### Objetivos
A - Escreva, sem mudar nada, o trecho do texto sobre a mídia paraibana que vai de "Na sexta passada, 18, mais" até "apenas 24 anos.", com as duas pontas incluídas.
B - Extraia, sem nenhuma alteração, as linhas de dados abaixo, desde a que contém "Where can you see the small boat?" até a última delas, incluindo as duas.

### Fonte
.....
A mídia paraibana e as pessoas “matáveis”
Descrição para cegos: foto de jovem negro com a mão espalmada encobrindo o rosto. O gesto pode ser interpretado como sinal de pare. |
Por Mabel Dias (observadora credenciada)
Mais um jovem periférico foi assassinado em João Pessoa. A
mídia paraibana cumpriria um papel essencial no esclarecimento destes crimes,
no entanto, prefere repercutir apenas a fala oficial: que os assassinatos
aconteceram por causa do tráfico ou porque o jovem era usuário de drogas, sem
fazer nenhuma reflexão sobre esses acontecimentos.
Não sei vocês, mas me entristece muito saber que, quase todos
os dias, um jovem é morto na Paraíba. Jovens pretos e pobres, é bom que se
diga.
Na sexta passada, 18, mais uma violência contra a juventude
foi noticiada por programas de TV em João Pessoa. O rapaz tinha apenas 17 anos
e foi espancado até morrer. Imediatamente, me remete ao congolês Moise Mugenyi,
que também foi espancado até a morte no Rio de Janeiro, e tinha apenas 24 anos.
Assisti dois programas que noticiaram a morte do adolescente.
O Bom Dia Paraíba, da TV Cabo Branco, e o Tribuna Livre, na Arapuan. E como bem
disse o procurador da República, José Godoy, na live realizada por este
Observatório, no dia 16, é como se o envolvimento com o tráfico de drogas
justificasse estas mortes. “São pessoas matáveis”, é isso que a sociedade e até
setores que têm obrigação de evitar que isso aconteça, dizem quando um jovem
periférico negro é assassinado. Quem quiser conferir a live na íntegra, é só
acessar este link:
É como se não houvesse sonhos, projetos, uma vida que foi
destruída. ‘É usuário de drogas, é caixão ou prisão’. Não é isso que dizem,
diariamente, os “arautos da moral e dos bons costumes” nos programas “espreme
que sai sangue” na TV? Tanto a equipe do Bom Dia Paraíba quanto do Tribuna
Livre repercutiu a fala oficial de que o rapaz havia sido assassinado por ser
“usuário de drogas”. Para piorar as coisas, a transmissão era ao vivo, os
câmeras entraram no bloco onde ficava o apartamento que o rapaz morava com sua
família e mostraram o local. O repórter da Arapuan, identificado como “Águia”,
disse até o número do apartamento e o nome do prédio! Uma falta de respeito com
a dor de uma família que acabava de perder um parente e uma violação de
direitos humanos sem precedentes!
.....
### Dados armazenados
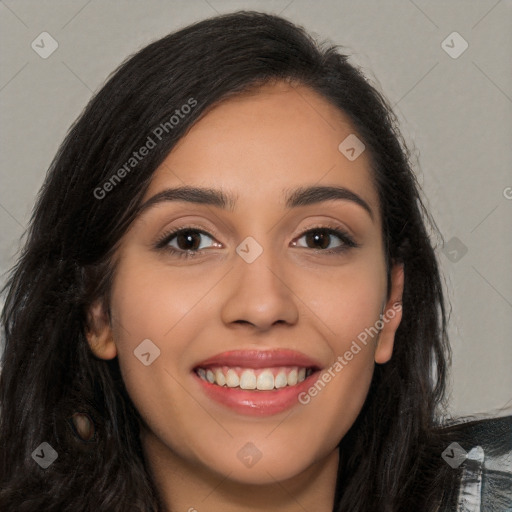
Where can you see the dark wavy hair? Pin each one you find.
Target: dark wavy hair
(389, 459)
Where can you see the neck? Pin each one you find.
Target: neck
(184, 486)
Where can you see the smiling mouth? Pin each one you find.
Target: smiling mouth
(261, 379)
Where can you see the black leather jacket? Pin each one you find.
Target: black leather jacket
(483, 460)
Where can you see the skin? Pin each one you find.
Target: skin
(293, 296)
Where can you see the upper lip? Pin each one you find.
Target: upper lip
(260, 359)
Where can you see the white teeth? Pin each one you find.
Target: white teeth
(265, 381)
(232, 380)
(292, 378)
(219, 378)
(248, 380)
(280, 381)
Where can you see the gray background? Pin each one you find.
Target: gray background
(456, 112)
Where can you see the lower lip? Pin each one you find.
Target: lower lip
(257, 403)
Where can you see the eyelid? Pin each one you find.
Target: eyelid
(347, 239)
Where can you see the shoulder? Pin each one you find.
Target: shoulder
(480, 452)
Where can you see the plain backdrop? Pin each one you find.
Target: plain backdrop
(454, 104)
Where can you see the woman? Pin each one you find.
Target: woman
(228, 299)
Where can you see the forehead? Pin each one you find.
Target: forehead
(260, 144)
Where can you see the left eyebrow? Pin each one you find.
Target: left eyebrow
(302, 196)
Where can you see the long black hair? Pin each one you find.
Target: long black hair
(387, 459)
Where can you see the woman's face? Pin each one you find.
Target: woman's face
(273, 286)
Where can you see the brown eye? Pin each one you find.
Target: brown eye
(327, 239)
(183, 240)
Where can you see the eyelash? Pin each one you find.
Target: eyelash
(347, 241)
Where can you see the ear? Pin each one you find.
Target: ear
(99, 331)
(391, 316)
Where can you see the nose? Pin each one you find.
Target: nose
(260, 294)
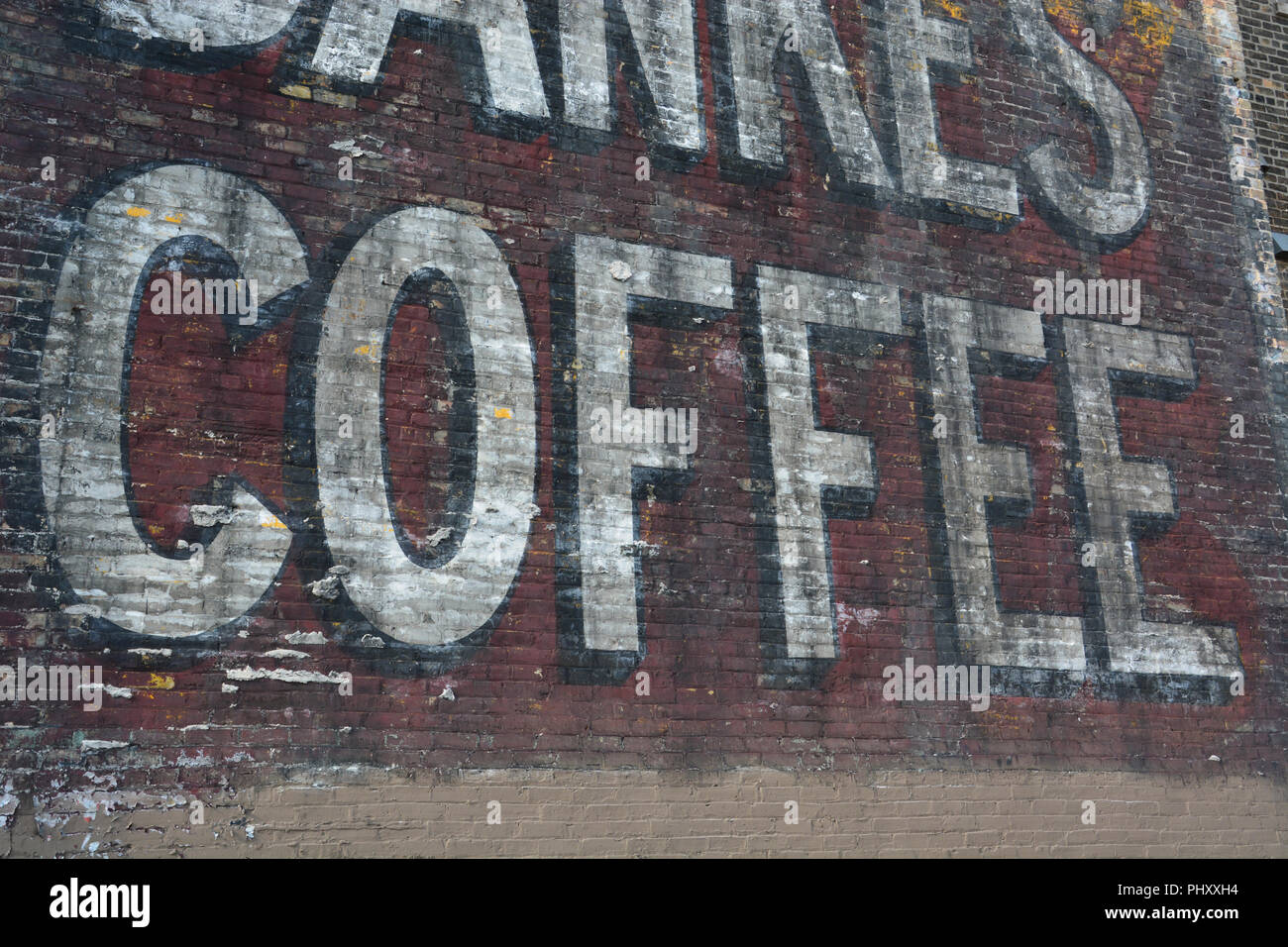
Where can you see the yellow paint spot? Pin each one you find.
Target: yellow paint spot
(954, 11)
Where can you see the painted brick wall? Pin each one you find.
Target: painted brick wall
(837, 240)
(1265, 39)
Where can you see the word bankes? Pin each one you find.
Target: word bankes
(55, 684)
(658, 46)
(72, 900)
(938, 684)
(649, 425)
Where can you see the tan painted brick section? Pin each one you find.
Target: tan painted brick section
(639, 813)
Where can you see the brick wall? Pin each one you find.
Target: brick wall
(1265, 40)
(384, 512)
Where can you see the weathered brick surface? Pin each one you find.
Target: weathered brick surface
(901, 813)
(462, 579)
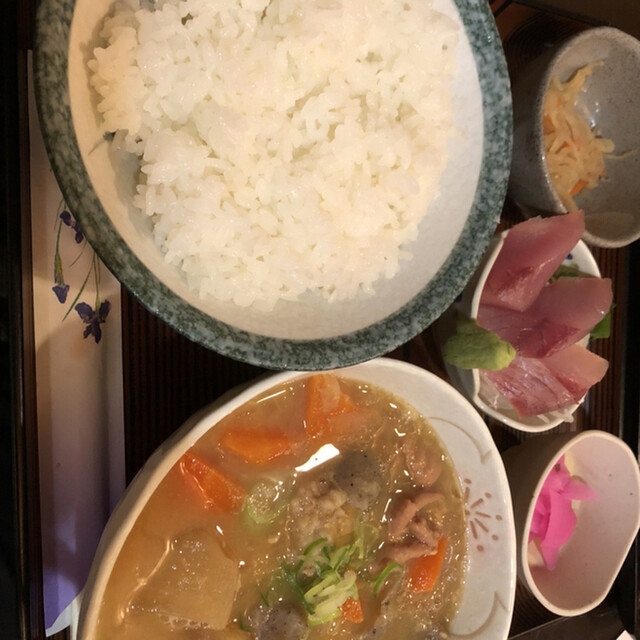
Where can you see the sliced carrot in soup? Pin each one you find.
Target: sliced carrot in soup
(352, 611)
(424, 571)
(217, 490)
(256, 445)
(325, 400)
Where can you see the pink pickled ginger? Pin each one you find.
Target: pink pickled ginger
(554, 520)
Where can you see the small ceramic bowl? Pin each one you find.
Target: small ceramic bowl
(610, 101)
(309, 333)
(589, 562)
(489, 587)
(468, 381)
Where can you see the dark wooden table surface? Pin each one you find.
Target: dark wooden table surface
(166, 377)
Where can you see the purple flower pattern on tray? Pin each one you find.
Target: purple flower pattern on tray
(92, 317)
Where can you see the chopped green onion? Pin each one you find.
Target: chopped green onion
(315, 619)
(265, 501)
(384, 574)
(296, 588)
(314, 545)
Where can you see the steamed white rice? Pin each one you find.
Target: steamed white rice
(285, 147)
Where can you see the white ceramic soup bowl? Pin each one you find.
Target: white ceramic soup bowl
(468, 380)
(488, 594)
(589, 562)
(310, 333)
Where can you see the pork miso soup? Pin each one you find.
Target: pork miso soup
(325, 508)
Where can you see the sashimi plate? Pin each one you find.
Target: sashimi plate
(468, 380)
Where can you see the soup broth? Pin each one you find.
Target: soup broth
(325, 508)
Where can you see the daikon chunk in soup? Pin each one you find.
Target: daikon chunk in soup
(325, 508)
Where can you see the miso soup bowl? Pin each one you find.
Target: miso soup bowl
(488, 592)
(590, 561)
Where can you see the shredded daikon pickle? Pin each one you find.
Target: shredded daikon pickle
(575, 153)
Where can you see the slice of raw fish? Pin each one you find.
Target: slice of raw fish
(531, 252)
(530, 387)
(577, 369)
(564, 312)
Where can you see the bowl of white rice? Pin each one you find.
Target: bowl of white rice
(301, 184)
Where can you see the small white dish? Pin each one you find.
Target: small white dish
(468, 380)
(590, 561)
(489, 589)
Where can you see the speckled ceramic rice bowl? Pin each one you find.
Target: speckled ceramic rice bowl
(310, 332)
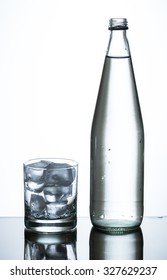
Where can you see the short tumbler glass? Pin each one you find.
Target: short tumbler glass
(50, 194)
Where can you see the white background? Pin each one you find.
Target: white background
(51, 59)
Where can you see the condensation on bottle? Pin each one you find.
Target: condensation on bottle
(117, 141)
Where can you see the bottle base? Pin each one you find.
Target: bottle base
(116, 226)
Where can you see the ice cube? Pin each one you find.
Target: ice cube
(56, 252)
(37, 251)
(60, 174)
(37, 206)
(58, 191)
(35, 186)
(34, 178)
(56, 210)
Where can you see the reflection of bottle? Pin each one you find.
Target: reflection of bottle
(105, 246)
(117, 141)
(50, 246)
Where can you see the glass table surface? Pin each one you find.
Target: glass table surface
(149, 242)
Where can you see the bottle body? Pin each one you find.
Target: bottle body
(117, 149)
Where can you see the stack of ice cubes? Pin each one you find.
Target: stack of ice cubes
(50, 190)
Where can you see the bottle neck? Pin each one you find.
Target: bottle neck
(118, 44)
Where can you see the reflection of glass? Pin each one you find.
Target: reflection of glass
(50, 246)
(105, 246)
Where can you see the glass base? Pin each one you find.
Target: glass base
(59, 225)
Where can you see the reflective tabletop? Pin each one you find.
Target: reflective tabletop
(149, 242)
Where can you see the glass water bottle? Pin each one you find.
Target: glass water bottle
(117, 141)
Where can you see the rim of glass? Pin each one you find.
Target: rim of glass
(72, 163)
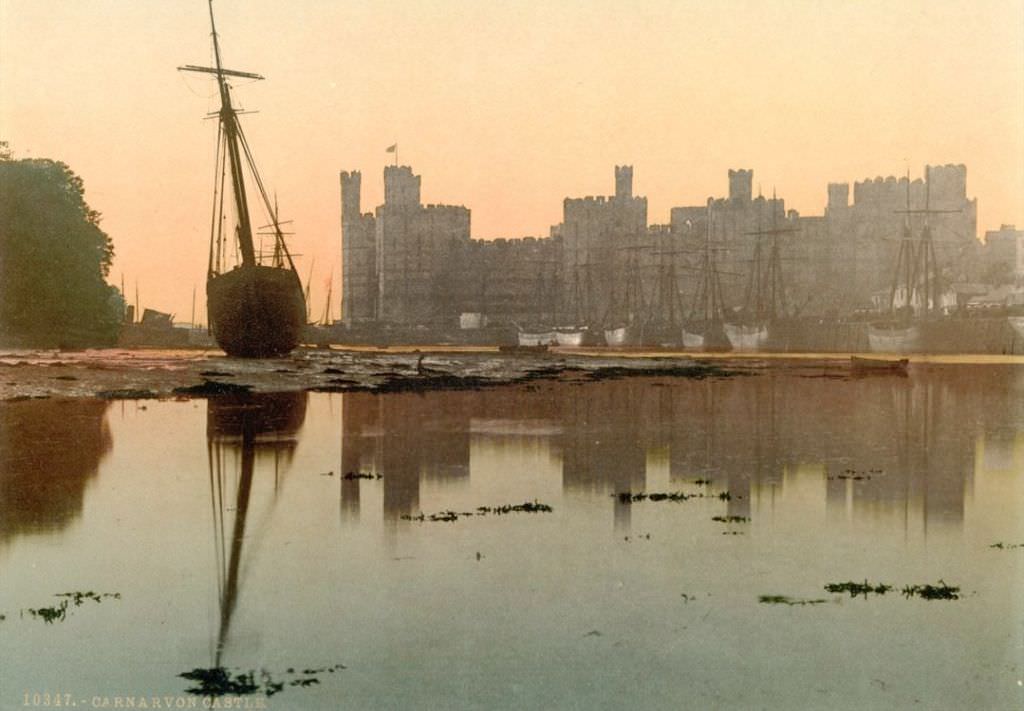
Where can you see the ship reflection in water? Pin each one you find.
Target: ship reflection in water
(278, 533)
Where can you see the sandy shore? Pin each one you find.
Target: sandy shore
(142, 373)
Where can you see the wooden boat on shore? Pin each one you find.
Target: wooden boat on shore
(524, 349)
(747, 337)
(536, 338)
(570, 337)
(879, 366)
(622, 336)
(256, 307)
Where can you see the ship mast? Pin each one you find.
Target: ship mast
(237, 154)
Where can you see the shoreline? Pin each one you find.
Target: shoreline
(138, 374)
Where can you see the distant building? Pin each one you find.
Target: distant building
(416, 264)
(1003, 260)
(401, 264)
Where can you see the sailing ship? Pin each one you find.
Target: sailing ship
(249, 436)
(625, 328)
(765, 299)
(256, 307)
(914, 286)
(540, 333)
(704, 330)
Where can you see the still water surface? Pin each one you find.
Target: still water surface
(233, 541)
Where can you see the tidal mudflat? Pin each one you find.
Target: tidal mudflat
(782, 538)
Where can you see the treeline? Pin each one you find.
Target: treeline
(53, 259)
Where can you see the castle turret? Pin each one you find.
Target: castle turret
(740, 184)
(401, 189)
(624, 181)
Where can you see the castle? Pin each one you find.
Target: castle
(414, 264)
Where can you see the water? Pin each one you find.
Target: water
(232, 540)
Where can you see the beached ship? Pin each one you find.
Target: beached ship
(764, 302)
(255, 306)
(914, 297)
(705, 329)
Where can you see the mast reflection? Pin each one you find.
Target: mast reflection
(900, 448)
(247, 434)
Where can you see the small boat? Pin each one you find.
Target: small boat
(747, 337)
(622, 336)
(893, 338)
(572, 337)
(692, 340)
(523, 349)
(535, 338)
(879, 365)
(1017, 324)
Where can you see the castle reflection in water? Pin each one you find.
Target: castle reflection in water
(881, 445)
(878, 446)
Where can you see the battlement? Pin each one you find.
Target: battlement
(624, 181)
(839, 196)
(740, 184)
(350, 194)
.....
### Respostas completas
A -
Na sexta passada, 18, mais uma violência contra a juventude
foi noticiada por programas de TV em João Pessoa. O rapaz tinha apenas 17 anos
e foi espancado até morrer. Imediatamente, me remete ao congolês Moise Mugenyi,
que também foi espancado até a morte no Rio de Janeiro, e tinha apenas 24 anos.

B -
Where can you see the small boat? Pin each one you find.
Target: small boat
(747, 337)
(622, 336)
(893, 338)
(572, 337)
(692, 340)
(523, 349)
(535, 338)
(879, 365)
(1017, 324)
Where can you see the castle reflection in water? Pin each one you find.
Target: castle reflection in water
(881, 445)
(878, 446)
Where can you see the battlement? Pin each one you find.
Target: battlement
(624, 181)
(839, 196)
(740, 184)
(350, 194)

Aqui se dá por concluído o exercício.